▶ **TO DO**: Decide whether each statement agrees with the Neville Isdell interview below, answering yes or no and quoting the words that decide it: (a) Isdell spent 43 years at Coca-Cola; (b) he spends the summer in Barbados; (c) he works out in the gym for two hours each morning.

Businessman Neville Isdell: Money is not a motivator, but it is how you keep score in life
Neville Isdell (72) is a businessman and former chairman and CEO of the Coca-Cola Company. Born in Co Down, he has owned the CHQ building, where he has just opened Epic Ireland, since 2013. He lives with his wife, Pamela, and they have one daughter, Cara
Published 09/05/2016 | 02:30
When I wake up in the morning, I sometimes have to think about where I am. I'm based in Barbados, but we've also got a home in Cape Town and another one in Atlanta, Georgia, where I worked for quite a while. My daughter and grandson are based there, and that's the whole family. My wife goes back there a lot, and that's where our dog still is. Then in summer, we live in France.
The common denominator in all of those places and the time of year that I'm there, is that I can wake up in the morning and the sun is shining. I was brought up in Africa, and I don't like cold weather, so I just don't live where it's cold. Light is very important to me, too. So, I open up the door and look outside and see a beautiful view. It may be the Caribbean Sea, the Atlantic Ocean, blue skies and mountains, or olive trees in Provence. On average, I get up around 7am. My wife, Pamela, travels with me a lot. We've been married for 46 years. Over the past 20 years in my career - I was with Coca-Cola for 43 years - I would have travelled at least half of the year. I found it tiring, but very interesting. I have lived and worked in 11 countries on five continents.
In the mornings, I'll have fresh fruit and a smoothie. I usually have my breakfast by the computer while I do my emails. I want to see what's come across the tracks. I probably get 30 emails a day, and I deal with everything straight away. My goal is to have that list of emails done before I go to the gym. I'll normally have a look at the news online. Then I spend an hour-and-a-half in the gym every morning. I do 10km on the bike, and then the trainer comes in. I do an hour with him. He makes sure that I don't push myself too much.
I have different trainers in each home. I've only been able to find the time to do this since I retired. I'm semi-retired. My wife calls me a serial failed retiree, and she's right. But she supports it. I know that I cannot and should not become what is defined as a normal retiree. I've seen them. They age more quickly, and their conversational scope is reduced.
I've always been interested in history, geography and politics, and they are all current-type things. Therefore, I'll continue to be active in things that interest me.

▶ **DATASET ENTRIES**:
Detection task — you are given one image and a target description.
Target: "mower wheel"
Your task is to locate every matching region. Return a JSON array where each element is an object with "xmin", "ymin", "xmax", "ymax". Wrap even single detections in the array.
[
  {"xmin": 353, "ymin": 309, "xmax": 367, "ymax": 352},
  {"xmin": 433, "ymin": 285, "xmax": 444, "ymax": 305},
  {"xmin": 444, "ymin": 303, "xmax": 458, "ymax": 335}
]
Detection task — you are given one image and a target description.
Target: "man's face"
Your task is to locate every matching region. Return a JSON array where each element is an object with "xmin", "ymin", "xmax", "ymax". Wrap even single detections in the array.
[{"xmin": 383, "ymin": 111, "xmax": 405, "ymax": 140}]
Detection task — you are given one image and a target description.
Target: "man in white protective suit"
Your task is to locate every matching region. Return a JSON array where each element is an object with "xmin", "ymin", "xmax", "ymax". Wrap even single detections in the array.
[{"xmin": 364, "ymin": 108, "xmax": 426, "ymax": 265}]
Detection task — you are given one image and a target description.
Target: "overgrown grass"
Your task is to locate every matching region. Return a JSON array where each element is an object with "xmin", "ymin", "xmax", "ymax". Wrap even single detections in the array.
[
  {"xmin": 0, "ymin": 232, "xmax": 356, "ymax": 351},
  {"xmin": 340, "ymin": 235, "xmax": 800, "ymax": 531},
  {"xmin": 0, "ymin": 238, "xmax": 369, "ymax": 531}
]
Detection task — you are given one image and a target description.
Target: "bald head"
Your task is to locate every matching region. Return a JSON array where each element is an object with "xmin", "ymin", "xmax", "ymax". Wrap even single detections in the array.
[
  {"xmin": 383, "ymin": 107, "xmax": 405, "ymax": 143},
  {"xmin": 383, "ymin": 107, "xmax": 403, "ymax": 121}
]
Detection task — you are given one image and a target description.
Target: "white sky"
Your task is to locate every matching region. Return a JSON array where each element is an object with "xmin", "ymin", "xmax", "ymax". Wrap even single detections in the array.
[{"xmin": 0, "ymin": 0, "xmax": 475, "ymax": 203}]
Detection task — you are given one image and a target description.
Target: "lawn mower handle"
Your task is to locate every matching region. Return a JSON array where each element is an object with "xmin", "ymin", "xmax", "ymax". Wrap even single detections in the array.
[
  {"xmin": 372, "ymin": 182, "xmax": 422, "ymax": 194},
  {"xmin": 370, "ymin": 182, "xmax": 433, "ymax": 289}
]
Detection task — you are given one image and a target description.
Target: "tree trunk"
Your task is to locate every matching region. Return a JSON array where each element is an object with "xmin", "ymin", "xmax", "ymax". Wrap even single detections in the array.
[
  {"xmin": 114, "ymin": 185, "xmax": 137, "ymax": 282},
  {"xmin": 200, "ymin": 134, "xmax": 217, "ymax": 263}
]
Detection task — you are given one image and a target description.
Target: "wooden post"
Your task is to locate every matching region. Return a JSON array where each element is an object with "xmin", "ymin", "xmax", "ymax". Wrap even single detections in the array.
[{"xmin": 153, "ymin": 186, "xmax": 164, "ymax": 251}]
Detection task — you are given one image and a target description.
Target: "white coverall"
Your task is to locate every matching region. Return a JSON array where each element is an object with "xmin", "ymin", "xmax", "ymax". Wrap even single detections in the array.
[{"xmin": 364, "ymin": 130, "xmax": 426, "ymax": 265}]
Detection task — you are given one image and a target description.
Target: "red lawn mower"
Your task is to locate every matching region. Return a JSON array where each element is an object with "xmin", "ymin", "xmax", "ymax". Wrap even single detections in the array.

▶ **CORRECT OUTPUT**:
(a) Yes: "I was with Coca-Cola for 43 years"
(b) No: "Then in summer, we live in France."
(c) No: "Then I spend an hour-and-a-half in the gym every morning."